::: TASK MATERIAL
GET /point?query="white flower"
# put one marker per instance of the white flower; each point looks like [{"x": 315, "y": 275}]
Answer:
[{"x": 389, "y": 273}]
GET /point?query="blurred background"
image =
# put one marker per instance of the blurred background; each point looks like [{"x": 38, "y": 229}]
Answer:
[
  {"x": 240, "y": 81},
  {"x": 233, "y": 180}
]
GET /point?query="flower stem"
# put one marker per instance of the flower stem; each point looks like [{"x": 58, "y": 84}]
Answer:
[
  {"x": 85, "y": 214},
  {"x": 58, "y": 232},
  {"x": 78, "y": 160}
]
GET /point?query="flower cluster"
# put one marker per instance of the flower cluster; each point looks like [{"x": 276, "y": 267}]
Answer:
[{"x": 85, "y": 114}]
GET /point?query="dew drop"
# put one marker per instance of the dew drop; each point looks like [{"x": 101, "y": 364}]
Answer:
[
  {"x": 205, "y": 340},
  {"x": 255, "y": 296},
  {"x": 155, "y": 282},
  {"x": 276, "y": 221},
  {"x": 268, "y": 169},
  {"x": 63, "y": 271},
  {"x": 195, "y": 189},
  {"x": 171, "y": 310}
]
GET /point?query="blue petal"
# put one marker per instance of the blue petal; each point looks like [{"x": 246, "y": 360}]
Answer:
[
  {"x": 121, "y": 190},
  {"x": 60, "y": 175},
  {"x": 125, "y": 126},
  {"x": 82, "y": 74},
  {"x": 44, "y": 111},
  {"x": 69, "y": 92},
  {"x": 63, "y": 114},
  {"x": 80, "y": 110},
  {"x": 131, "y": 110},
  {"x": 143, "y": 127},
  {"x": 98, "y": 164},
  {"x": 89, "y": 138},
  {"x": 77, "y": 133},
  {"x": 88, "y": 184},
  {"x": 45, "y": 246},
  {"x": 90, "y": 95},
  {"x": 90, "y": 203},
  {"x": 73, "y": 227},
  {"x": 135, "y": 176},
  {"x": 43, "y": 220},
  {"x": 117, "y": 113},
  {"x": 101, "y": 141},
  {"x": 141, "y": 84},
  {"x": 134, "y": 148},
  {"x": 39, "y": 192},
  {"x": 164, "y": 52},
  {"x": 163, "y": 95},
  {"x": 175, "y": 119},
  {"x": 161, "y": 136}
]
::::::
_ASSIGNED TASK_
From the listing, reproduce every line where the word "marker" is present.

_OUTPUT_
# put one marker per instance of the white flower; each point looks like [{"x": 315, "y": 275}]
# put one marker per instance of the blurred background; each point looks like [{"x": 38, "y": 229}]
# put one marker per instance of the flower stem; each point looks like [{"x": 58, "y": 84}]
# put one marker per instance of the flower cluster; each point looks like [{"x": 276, "y": 267}]
# put one marker per instance of the dew drop; each point looks like [{"x": 101, "y": 364}]
# put one marker per instance of the blue petal; each point looks like [{"x": 246, "y": 360}]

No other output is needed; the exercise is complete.